> YOUR INSTRUCTIONS
Could you retype the whole listing, word for word?

*** Block opens ***

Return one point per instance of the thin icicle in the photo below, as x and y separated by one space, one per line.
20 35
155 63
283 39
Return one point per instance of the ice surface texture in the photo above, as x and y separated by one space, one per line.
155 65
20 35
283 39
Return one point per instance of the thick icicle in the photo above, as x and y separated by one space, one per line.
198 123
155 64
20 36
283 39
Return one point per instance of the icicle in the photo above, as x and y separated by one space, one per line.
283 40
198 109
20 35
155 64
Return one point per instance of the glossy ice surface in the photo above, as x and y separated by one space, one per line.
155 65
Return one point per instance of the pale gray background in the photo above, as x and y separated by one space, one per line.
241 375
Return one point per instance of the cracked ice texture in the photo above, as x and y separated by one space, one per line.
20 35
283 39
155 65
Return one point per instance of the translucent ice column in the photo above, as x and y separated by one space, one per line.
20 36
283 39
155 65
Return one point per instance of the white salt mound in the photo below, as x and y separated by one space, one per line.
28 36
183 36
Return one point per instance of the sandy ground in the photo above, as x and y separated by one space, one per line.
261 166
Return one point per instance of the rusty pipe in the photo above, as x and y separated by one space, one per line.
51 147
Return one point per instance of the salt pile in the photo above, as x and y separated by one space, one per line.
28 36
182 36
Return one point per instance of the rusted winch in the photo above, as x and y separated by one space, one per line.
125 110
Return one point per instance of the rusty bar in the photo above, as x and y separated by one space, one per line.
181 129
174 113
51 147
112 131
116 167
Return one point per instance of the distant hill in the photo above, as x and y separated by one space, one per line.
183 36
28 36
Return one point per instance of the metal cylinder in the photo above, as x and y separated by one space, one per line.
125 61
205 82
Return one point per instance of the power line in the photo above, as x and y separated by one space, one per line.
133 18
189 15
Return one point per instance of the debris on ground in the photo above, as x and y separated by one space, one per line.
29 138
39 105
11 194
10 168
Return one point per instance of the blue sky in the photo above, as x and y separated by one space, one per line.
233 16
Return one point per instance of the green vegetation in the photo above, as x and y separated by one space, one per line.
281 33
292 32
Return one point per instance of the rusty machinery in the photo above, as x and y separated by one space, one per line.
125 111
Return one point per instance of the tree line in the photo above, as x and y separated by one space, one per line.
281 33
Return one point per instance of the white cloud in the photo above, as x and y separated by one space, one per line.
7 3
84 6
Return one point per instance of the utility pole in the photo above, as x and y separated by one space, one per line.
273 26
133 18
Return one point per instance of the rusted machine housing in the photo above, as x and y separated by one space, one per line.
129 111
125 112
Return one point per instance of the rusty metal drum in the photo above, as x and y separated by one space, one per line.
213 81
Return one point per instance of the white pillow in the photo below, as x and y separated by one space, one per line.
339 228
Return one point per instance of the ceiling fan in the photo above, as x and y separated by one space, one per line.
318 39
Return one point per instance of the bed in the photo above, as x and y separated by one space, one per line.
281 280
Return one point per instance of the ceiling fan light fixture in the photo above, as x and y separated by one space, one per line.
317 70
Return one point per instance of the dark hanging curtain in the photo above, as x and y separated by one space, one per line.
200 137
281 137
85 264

*** Block closes ***

> PROBLEM SOLUTION
Return one point per instance of the thin icicle in the photo below, as x and y separated by one space, one per line.
20 35
155 63
283 39
Return one point per instance of the ice surface texture in the photo above, as x and y separated by one space, one per line.
155 65
20 35
283 39
Return one point per instance of the thick icicle in the photo above, as x and y separated by one space, one per line.
198 123
155 64
20 36
283 39
Return one point per instance of the icicle in the photo above, as x and y separated by one space, one per line.
283 40
198 109
20 35
155 64
Return one point per instance of the glossy ice surface in the photo above, as x and y separated by one space, one per line.
155 65
Return one point per instance of the pale gray background in the photo above, as x and y separated by one space, one per line.
241 375
Return one point per instance of the cracked ice texture in the photo above, as x and y separated by one space, one per line.
20 35
283 39
155 65
Return one point per instance of the translucent ice column in the photo above, as x and y separated by one space, one per line.
20 36
283 39
155 65
Return one point per instance of the white salt mound in the photo below, as x and y separated by one space, one per line.
28 36
183 36
Return one point per instance of the sandy ground in the photo above, as x and y separated by one space, one per line.
261 166
Return one point per instance of the rusty pipe in the photo above, as x and y separated by one space, one per line.
51 147
Return one point per instance of the salt pile in the photo above, as x and y separated by one space, one per line.
28 36
182 36
Return one point per instance of the rusted winch in the photo above, as x and y separated by one space, one per line.
125 110
Return one point per instance of the rusty bar in the photo above, as x and y separated by one space, one per line.
181 129
174 113
51 147
112 131
116 167
Return one point per instance of the distant hill in the photo above, as x and y separated by one space, one per line.
183 36
28 36
Return one point per instance of the metal cylinder in the photo above, as x and y separated by one space, one per line.
125 61
205 82
Return one point per instance of the power line in the photo above, as x and y separated by one space, one per line.
133 18
189 15
Return one point per instance of the debris on ground in the photo above, as x and y separated by one space, one per line.
29 138
39 105
11 194
10 168
Return one point per instance of the blue sky in the photo above, as x and y separated by one space, one per line.
233 16
Return one point per instance of the green vegetation in the photo above, as x and y separated by one space, one per line.
281 33
292 32
Return one point per instance of the rusty machinery in the photo above, as x and y separated by one space, one per line.
125 111
Return one point per instance of the tree line in the photo above, as x and y separated by one space, one per line.
281 33
Return one point per instance of the white cloud in the photo above, as x and y separated by one space, one per line.
7 3
84 6
Return one point per instance of the utility pole in the photo above, as x and y separated by one space, one per line.
273 26
133 18
Return one point per instance of the rusted machine housing in the photo above, as x and y separated by one space, one per line.
129 111
125 112
Return one point per instance of the rusty metal drum in the photo above, as x and y separated by one space, one per line.
213 81
Return one point per instance of the white pillow in the photo below, as x and y separated by one space, one per line.
339 228
Return one point per instance of the ceiling fan in the photo above, as x and y separated by one space, one per line.
318 39
Return one point per instance of the bed in the photo above, as x and y separated by one space, one per line.
281 280
Return one point per instance of the ceiling fan light fixture in the photo above, as x and y separated by one space, one per line.
317 70
Return one point per instance of the dark hanging curtain in the photo above, as x and y separated by one space, one per line.
200 137
281 137
85 264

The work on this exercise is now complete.